WHAT THE TASK ASKS>
Lines from the records below that contain the word "baseball" are to be copied out.

EXTRACTED ENTRIES>
▶

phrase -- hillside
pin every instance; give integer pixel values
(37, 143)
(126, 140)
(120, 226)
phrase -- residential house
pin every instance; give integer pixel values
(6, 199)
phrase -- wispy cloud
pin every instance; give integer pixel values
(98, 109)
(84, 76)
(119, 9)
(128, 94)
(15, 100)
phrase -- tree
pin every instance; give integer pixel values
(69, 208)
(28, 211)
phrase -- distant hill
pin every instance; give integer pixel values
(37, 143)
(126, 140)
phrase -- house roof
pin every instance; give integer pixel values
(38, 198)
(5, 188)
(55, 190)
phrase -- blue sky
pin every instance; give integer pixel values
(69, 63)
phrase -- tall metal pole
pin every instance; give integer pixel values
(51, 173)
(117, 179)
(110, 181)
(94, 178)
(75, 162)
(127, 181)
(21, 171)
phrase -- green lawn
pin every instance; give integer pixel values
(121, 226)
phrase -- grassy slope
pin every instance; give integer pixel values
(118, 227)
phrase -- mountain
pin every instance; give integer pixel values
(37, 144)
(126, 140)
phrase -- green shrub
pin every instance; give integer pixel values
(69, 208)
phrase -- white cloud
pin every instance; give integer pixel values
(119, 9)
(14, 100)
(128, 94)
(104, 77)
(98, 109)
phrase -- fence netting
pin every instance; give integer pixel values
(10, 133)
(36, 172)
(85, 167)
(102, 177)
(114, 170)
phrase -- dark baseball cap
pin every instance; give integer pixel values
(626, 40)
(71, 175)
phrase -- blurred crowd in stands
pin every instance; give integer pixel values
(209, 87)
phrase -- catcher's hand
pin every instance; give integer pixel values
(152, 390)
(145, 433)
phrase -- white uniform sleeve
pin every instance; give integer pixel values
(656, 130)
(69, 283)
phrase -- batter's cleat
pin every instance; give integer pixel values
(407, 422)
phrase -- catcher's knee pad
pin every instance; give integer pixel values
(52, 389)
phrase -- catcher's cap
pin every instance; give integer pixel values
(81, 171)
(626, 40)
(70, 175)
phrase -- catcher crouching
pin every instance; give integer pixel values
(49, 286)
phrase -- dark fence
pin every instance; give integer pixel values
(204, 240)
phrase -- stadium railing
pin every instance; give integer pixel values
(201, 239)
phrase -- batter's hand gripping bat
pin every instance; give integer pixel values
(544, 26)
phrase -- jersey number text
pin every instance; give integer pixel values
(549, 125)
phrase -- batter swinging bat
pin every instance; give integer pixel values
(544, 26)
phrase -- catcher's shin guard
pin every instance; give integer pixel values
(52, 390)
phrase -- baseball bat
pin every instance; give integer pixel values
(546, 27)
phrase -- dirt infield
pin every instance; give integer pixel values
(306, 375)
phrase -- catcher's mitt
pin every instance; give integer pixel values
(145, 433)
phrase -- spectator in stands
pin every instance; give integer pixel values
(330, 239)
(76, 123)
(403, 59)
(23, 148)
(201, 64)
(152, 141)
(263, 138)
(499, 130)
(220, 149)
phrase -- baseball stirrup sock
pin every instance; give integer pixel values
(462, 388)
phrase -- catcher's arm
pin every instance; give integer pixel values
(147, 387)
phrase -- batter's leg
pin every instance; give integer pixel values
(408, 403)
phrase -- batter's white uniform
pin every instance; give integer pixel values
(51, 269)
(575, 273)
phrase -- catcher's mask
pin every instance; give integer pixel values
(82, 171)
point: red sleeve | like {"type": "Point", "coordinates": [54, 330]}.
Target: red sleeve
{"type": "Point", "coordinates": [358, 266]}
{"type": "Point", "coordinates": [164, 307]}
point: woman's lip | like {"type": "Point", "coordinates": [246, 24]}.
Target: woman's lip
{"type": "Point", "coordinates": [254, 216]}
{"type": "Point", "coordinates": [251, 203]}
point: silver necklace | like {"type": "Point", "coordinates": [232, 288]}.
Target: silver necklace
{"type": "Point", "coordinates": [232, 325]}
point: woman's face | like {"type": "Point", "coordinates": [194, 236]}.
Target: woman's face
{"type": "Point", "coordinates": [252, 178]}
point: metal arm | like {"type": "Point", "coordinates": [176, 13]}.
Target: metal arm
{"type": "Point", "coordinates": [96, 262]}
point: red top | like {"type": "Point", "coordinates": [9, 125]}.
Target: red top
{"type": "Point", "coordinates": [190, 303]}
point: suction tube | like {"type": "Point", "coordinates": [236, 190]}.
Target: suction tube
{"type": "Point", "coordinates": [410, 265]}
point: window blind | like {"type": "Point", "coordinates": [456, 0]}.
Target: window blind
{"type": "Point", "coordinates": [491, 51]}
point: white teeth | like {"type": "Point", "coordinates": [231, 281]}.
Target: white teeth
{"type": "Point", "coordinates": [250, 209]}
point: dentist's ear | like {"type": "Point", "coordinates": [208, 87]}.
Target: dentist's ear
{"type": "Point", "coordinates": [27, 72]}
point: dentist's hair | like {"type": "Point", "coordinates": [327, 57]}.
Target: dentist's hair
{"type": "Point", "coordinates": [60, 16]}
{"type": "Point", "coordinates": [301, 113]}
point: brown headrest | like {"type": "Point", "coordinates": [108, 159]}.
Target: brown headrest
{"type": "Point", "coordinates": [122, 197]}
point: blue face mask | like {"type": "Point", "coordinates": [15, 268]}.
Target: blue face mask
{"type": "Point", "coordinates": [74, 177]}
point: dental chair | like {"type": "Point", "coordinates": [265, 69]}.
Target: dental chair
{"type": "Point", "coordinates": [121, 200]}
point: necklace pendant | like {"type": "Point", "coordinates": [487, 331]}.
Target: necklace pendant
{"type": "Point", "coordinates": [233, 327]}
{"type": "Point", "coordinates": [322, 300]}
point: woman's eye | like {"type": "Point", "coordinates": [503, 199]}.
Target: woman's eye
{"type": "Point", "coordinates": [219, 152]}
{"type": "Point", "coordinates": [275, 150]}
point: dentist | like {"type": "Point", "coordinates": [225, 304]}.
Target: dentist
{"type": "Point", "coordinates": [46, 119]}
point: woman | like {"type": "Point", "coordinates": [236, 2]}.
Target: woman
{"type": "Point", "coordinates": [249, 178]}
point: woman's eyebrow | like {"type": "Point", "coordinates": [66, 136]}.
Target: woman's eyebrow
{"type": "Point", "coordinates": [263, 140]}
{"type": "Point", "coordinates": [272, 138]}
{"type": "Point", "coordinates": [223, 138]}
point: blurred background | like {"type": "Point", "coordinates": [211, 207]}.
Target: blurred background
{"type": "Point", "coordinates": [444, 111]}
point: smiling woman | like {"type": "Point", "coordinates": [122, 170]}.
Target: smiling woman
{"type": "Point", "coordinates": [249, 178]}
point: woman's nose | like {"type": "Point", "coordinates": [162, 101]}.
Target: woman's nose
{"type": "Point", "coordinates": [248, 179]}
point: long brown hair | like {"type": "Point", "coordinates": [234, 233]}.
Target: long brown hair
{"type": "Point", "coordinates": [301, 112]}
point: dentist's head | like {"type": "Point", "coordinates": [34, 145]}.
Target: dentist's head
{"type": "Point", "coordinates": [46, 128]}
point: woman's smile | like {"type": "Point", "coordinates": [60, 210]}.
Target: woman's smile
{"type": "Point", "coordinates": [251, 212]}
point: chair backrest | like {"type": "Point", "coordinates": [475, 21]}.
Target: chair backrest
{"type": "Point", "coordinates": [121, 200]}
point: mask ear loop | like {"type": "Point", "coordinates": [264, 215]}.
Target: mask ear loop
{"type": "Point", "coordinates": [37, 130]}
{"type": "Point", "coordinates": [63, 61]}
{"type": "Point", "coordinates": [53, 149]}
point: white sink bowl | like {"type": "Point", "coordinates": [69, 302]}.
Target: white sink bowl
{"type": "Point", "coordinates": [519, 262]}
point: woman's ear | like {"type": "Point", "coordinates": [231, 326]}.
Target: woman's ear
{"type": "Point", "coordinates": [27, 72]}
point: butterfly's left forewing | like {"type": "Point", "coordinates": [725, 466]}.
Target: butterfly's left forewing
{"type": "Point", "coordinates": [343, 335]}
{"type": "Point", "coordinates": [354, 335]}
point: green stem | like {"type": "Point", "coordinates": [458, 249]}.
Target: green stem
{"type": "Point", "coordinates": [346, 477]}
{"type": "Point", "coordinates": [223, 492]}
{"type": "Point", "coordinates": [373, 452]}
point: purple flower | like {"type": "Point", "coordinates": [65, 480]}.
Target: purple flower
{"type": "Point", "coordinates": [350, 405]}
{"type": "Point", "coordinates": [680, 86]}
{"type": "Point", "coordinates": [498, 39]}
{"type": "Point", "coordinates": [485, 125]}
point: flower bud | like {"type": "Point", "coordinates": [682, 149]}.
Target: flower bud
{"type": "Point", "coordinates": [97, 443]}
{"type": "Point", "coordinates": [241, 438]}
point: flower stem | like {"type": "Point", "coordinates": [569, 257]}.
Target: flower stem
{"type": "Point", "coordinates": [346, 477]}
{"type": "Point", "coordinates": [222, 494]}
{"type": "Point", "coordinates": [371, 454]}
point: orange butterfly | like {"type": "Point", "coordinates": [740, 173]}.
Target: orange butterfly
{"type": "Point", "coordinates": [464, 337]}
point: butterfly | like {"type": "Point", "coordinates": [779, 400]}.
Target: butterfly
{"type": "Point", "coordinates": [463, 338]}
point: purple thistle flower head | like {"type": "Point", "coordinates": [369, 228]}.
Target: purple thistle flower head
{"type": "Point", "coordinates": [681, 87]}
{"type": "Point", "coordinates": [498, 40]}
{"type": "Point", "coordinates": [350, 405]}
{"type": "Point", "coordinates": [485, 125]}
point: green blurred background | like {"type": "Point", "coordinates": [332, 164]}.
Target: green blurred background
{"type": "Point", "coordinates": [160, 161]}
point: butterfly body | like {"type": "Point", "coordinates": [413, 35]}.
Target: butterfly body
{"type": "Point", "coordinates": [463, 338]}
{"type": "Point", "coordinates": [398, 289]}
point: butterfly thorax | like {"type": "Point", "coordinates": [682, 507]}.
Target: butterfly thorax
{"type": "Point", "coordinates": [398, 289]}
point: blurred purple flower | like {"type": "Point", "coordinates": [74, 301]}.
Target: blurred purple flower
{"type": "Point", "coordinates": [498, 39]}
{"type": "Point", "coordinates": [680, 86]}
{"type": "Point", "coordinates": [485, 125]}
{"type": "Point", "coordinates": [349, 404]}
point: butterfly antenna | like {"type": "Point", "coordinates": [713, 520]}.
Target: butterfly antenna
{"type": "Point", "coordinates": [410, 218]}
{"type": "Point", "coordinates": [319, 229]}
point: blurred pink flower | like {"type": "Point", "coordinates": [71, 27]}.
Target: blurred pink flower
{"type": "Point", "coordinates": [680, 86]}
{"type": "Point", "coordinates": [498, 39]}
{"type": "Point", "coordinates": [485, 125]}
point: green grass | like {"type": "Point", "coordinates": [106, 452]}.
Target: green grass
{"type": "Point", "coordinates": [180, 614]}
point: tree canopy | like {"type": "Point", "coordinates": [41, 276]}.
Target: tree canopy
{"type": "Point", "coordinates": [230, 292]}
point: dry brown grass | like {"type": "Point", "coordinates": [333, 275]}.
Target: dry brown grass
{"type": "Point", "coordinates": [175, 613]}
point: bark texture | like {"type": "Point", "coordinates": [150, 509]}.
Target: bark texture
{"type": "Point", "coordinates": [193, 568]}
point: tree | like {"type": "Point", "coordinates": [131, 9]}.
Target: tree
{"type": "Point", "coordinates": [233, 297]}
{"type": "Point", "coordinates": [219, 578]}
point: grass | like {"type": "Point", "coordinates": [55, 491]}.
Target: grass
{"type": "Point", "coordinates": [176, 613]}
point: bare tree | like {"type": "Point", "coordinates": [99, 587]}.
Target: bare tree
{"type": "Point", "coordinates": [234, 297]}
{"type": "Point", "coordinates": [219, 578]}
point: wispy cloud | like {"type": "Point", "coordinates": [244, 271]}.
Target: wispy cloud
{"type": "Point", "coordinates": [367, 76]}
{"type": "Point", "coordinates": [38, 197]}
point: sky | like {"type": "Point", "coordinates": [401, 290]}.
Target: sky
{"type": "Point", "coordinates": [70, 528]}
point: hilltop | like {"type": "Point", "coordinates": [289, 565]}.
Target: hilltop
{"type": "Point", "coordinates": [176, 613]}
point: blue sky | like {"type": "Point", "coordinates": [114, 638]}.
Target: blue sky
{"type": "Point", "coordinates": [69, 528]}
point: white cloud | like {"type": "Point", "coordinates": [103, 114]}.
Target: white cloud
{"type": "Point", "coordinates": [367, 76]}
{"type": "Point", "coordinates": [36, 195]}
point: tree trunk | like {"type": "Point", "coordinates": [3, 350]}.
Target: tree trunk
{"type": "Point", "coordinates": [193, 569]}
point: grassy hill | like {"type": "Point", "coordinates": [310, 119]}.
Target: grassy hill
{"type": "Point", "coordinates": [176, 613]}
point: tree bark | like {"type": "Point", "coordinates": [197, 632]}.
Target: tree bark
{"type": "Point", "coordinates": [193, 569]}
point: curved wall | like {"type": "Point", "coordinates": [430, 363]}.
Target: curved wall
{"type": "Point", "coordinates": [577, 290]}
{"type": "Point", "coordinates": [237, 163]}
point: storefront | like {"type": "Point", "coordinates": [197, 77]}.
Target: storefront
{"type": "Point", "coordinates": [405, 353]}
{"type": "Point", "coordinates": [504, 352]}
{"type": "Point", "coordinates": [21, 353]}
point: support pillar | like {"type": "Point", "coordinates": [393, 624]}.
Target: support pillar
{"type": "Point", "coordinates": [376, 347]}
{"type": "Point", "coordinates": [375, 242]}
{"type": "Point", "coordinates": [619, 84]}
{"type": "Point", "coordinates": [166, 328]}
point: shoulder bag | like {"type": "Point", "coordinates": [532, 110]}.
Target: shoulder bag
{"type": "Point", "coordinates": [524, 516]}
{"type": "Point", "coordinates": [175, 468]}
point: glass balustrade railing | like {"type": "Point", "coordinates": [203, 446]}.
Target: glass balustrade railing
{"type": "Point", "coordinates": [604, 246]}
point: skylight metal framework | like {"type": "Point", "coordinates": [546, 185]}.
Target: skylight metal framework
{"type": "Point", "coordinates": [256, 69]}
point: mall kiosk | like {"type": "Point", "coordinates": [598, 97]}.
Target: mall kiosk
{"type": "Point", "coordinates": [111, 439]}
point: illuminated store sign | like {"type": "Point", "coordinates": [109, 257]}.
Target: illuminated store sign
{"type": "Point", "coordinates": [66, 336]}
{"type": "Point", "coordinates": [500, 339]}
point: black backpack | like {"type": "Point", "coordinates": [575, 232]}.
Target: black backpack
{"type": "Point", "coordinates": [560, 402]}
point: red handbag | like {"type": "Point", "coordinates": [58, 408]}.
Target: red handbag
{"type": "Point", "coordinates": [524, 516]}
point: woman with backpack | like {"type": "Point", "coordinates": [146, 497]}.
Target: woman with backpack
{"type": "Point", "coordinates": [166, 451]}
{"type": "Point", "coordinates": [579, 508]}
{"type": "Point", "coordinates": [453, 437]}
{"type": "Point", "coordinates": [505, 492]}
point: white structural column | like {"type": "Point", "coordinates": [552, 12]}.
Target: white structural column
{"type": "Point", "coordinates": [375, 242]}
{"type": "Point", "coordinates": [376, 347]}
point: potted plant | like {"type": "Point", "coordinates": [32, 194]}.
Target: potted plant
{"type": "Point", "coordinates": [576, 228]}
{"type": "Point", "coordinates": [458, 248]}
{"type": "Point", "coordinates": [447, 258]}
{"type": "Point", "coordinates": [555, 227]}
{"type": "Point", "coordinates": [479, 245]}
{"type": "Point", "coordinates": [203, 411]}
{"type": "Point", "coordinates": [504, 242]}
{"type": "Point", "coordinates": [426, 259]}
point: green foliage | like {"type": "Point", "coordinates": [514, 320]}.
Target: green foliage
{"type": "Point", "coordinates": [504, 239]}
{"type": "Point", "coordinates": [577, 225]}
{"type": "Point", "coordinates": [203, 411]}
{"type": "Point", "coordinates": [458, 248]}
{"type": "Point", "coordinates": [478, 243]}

◀

ANSWER FOR THIS EXERCISE>
phrase -- dark baseball cap
phrase -- baseball bat
phrase -- baseball stirrup sock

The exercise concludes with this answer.